- [ESTRATTO DEL DOCUMENTO]
↓
I dati riportati da Vitruvio mostrano nel complesso una costruzione architettonica votata a un ideale di sobrietà e severità, che ben si sposa con l’estetica atticistica, dominante nella prima età augustea. In questa direzione rientra la scelta per il colonnato di un “ordine gigante”, vale a dire l’utilizzo di grandi colonne che “coprivano” da sole i due piani della basilica, elevandosi da terra fino a sorreggere le capriate di copertura.
Tale soluzione permetteva infatti un risparmio di lavoro e materiali, aumentando allo stesso tempo il senso di “magnificentia” e “auctoritas” (V, 10).

La Fabbrica fanese segna inoltre la definitiva consacrazione monumentale della tipologia basilicale romana, fino a quel momento ancora strettamente legata alle funzioni e agli spazi forensi rispetto ai quali si svincola, trovando nelle mura che la richiudono completamente la sua finale configurazione.
Purtroppo resti monumentali che appartengano con sicurezza all’edificio non si sono conservati e perciò risulta problematica e fonte di secolari dibattiti la sua originaria collocazione.
↑
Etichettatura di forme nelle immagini
↓
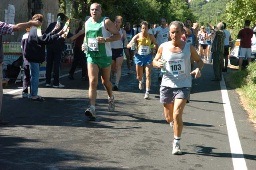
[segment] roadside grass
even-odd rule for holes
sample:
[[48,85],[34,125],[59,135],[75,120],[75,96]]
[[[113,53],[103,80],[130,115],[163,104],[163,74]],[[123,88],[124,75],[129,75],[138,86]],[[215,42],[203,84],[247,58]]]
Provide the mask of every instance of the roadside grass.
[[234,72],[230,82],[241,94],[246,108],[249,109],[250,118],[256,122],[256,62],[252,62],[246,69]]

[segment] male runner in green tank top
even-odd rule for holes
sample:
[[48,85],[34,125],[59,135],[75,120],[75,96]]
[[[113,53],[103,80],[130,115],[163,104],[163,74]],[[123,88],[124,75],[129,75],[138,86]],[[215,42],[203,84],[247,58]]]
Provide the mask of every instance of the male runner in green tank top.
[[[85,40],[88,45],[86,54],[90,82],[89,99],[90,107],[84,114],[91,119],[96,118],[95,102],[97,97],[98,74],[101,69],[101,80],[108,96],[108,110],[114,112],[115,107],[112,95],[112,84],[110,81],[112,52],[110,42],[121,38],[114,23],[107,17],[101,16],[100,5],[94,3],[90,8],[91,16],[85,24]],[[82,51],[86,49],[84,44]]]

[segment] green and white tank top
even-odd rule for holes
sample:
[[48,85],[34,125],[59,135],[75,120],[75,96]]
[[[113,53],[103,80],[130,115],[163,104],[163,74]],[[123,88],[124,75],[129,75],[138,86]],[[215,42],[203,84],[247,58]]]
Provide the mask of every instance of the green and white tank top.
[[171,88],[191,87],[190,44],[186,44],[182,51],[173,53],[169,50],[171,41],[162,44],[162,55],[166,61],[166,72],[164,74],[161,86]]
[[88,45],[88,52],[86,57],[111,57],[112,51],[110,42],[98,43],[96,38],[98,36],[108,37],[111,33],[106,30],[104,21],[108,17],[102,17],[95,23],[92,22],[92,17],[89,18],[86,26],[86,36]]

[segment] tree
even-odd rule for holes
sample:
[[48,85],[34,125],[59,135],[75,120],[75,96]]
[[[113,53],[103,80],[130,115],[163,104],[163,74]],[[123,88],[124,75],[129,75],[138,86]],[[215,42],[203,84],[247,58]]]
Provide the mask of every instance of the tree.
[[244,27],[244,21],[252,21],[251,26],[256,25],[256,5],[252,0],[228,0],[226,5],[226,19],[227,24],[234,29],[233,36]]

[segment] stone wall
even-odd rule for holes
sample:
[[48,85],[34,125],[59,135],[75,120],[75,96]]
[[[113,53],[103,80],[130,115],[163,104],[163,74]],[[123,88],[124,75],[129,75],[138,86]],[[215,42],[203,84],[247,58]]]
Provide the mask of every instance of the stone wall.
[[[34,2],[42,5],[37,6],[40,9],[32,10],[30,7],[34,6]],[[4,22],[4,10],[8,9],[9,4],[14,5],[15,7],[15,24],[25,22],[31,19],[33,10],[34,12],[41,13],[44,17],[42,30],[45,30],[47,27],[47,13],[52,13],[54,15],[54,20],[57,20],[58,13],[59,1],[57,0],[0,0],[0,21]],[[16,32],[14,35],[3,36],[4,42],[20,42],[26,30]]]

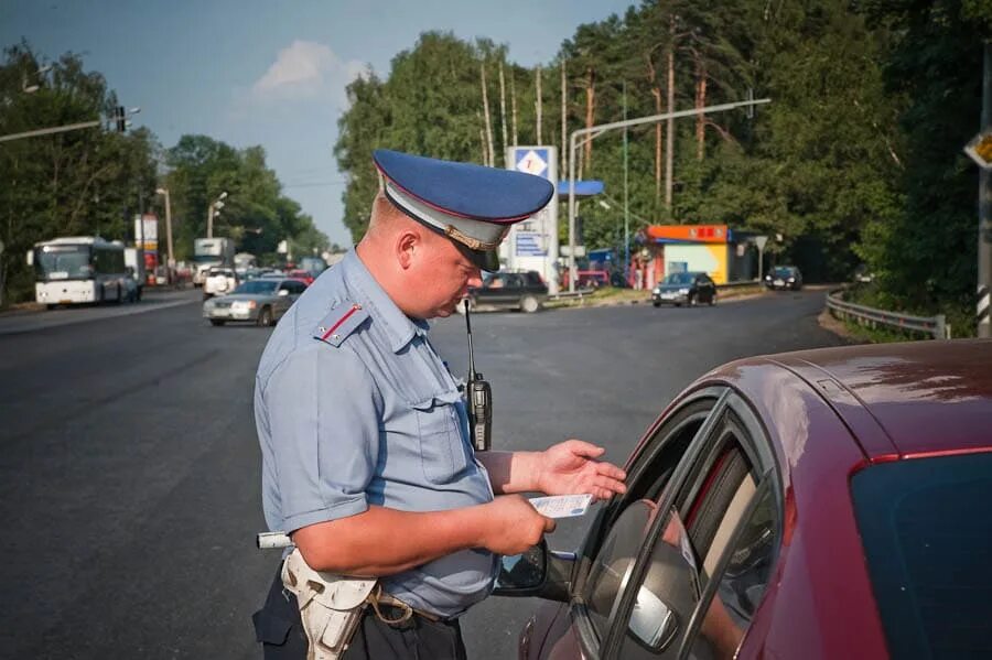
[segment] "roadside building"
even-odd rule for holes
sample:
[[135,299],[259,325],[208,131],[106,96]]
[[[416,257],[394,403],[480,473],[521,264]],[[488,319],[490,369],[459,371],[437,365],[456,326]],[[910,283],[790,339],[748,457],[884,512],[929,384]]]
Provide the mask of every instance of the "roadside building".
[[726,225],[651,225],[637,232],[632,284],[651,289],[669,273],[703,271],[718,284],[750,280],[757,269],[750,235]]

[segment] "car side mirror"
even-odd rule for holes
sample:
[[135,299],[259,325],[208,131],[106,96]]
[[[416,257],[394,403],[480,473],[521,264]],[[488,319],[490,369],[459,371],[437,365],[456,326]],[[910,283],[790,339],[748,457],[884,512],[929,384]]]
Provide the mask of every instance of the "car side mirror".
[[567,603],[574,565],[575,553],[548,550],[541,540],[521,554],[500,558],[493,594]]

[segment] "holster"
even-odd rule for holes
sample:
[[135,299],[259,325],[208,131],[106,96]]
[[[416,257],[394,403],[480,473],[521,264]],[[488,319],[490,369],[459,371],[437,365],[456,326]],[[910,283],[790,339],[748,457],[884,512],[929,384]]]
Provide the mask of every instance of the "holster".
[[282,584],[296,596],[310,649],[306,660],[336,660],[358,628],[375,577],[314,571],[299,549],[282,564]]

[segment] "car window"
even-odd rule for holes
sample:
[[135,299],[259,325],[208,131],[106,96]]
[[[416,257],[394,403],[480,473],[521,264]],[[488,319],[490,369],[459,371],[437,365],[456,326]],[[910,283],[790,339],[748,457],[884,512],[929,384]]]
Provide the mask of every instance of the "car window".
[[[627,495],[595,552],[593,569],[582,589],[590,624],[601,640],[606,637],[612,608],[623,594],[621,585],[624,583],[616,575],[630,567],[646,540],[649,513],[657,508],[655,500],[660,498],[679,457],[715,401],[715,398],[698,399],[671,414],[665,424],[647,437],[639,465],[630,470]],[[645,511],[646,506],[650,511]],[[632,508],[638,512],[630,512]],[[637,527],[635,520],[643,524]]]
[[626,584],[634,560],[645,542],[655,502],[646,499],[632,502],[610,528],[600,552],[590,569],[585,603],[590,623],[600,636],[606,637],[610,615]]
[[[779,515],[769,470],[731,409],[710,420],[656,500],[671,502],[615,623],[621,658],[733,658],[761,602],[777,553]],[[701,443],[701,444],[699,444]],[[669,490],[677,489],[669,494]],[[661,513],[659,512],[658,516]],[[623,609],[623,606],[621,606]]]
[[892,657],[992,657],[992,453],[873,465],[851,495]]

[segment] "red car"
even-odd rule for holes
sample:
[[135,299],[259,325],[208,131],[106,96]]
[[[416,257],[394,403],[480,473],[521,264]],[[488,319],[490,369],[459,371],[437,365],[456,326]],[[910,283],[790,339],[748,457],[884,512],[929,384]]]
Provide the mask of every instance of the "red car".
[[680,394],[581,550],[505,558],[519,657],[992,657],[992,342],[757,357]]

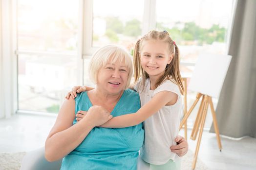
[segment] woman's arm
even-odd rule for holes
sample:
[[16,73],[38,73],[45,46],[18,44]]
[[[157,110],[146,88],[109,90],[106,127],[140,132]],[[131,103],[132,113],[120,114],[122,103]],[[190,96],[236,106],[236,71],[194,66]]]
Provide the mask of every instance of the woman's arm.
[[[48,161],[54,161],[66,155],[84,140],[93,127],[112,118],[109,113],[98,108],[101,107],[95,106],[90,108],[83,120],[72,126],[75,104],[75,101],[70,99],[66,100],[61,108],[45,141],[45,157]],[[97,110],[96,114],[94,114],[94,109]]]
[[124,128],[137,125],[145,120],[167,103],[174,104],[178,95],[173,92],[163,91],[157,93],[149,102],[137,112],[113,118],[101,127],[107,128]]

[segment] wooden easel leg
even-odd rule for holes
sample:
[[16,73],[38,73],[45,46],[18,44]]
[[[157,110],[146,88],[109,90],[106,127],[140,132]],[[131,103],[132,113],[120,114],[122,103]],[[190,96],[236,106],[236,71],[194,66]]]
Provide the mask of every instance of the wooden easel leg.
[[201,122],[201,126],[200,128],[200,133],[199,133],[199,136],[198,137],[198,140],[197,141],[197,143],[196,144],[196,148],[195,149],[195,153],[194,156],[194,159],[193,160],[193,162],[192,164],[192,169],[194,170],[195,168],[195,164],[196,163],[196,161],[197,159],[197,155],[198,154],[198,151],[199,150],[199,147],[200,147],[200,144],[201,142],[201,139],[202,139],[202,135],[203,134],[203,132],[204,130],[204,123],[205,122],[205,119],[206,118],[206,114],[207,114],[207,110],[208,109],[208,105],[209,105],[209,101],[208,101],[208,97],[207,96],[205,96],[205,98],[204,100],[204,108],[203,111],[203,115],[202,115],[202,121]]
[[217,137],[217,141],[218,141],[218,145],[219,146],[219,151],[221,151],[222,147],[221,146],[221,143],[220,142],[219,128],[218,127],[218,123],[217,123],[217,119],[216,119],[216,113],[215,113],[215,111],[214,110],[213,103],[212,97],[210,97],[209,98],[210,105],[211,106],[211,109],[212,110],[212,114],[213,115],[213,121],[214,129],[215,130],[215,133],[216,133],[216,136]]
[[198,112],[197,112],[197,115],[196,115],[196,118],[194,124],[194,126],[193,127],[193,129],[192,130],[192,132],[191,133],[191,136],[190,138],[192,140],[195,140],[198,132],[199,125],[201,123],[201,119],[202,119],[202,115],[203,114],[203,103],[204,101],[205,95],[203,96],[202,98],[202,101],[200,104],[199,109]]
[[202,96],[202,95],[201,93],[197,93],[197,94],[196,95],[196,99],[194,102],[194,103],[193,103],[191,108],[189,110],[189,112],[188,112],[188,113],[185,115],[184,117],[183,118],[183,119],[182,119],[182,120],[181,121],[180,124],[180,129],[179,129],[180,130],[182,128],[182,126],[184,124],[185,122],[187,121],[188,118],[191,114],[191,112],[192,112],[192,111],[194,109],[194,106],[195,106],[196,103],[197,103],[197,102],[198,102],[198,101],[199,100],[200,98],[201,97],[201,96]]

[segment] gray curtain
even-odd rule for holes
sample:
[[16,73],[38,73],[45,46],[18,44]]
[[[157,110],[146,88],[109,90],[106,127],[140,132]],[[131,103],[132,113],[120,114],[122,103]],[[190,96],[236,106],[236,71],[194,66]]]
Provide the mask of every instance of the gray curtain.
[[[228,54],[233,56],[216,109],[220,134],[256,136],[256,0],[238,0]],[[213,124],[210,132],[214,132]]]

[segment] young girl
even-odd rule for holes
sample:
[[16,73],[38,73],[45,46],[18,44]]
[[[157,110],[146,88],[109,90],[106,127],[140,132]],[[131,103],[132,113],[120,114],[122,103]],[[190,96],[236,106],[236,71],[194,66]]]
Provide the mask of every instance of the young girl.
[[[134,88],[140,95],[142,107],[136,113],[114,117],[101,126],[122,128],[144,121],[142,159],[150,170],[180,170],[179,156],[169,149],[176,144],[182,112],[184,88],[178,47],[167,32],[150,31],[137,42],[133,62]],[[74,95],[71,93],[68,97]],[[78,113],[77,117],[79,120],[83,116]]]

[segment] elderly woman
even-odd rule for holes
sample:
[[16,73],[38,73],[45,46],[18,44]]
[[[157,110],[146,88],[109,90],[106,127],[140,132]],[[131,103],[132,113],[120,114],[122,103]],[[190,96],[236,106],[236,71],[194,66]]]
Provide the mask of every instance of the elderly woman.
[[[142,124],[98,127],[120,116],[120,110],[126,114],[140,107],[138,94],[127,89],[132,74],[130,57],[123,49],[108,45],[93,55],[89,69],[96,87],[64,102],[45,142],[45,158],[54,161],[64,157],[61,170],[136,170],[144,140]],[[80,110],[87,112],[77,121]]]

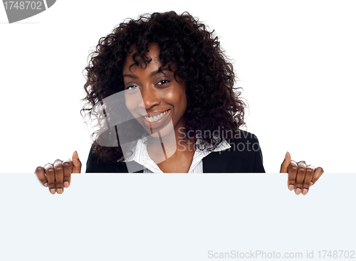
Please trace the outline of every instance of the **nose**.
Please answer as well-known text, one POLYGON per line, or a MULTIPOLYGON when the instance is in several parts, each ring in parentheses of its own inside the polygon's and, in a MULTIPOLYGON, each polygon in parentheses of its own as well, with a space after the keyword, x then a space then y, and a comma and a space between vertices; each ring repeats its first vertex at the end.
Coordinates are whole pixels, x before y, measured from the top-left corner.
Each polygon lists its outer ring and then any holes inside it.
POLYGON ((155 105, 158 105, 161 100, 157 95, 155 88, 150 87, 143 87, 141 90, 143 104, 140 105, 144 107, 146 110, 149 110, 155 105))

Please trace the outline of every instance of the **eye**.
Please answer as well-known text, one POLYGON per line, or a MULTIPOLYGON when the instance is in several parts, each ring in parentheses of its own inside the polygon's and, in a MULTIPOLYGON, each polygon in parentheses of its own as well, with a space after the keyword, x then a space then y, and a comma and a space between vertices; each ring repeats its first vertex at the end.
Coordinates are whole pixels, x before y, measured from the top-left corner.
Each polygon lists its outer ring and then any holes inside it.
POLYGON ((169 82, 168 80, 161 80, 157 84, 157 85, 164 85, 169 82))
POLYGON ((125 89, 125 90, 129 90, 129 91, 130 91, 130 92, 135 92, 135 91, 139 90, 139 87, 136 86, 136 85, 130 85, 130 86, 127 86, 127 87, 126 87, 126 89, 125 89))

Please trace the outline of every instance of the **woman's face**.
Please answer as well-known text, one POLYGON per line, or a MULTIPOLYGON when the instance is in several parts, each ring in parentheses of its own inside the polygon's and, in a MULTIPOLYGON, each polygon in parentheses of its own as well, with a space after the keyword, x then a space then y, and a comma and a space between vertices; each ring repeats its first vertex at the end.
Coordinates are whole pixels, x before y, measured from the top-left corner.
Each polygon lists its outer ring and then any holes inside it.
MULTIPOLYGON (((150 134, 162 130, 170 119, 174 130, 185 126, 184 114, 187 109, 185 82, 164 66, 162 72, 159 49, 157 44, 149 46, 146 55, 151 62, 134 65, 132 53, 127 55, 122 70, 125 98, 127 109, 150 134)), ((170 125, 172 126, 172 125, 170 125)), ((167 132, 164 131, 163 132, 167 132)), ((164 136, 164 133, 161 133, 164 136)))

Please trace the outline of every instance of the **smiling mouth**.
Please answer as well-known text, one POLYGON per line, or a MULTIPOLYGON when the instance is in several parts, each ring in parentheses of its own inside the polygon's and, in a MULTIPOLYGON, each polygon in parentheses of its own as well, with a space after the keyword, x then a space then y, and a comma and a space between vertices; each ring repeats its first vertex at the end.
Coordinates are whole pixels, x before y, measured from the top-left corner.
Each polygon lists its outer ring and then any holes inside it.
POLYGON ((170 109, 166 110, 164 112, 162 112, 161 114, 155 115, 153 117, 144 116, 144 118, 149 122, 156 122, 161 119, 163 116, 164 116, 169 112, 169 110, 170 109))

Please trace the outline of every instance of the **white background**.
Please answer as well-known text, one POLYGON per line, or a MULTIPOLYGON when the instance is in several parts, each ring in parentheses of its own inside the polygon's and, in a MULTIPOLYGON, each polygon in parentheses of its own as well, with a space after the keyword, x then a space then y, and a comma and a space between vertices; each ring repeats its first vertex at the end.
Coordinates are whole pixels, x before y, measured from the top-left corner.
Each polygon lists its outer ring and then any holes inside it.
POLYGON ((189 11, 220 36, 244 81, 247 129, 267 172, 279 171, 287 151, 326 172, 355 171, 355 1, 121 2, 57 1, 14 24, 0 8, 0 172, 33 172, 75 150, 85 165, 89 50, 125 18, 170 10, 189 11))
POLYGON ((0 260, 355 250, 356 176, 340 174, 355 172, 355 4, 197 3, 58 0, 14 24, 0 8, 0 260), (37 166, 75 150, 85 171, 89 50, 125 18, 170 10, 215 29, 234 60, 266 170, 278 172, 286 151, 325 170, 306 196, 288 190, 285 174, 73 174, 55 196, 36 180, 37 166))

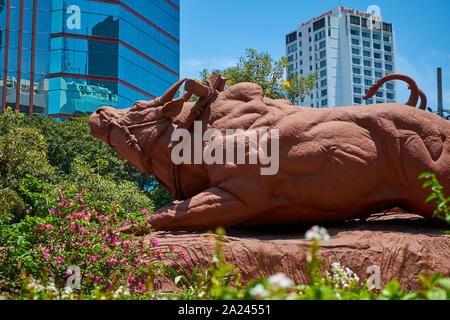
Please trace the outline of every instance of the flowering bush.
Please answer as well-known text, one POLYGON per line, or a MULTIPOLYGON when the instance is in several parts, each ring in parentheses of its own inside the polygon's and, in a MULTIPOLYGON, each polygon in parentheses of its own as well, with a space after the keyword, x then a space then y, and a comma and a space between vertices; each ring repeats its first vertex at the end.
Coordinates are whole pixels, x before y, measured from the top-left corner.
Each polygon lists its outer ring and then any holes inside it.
↑
Per ciascuna affermazione, di' se è in accordo con il brano sulla basilica di Fano. Rispondi sì o no e cita tra virgolette le parole del brano che lo dimostrano. (a) Le grandi colonne andavano da terra fino al tetto senza dividersi tra i due piani. (b) Dell'edificio si sono conservati resti monumentali che gli appartengono con certezza. (c) La scelta dell'ordine gigante richiedeva più lavoro e più materiali.

- [RISPOSTA]
(a) Sì: «grandi colonne che “coprivano” da sole i due piani della basilica, elevandosi da terra fino a sorreggere le capriate di copertura».
(b) No: «resti monumentali che appartengano con sicurezza all’edificio non si sono conservati».
(c) No: «Tale soluzione permetteva infatti un risparmio di lavoro e materiali».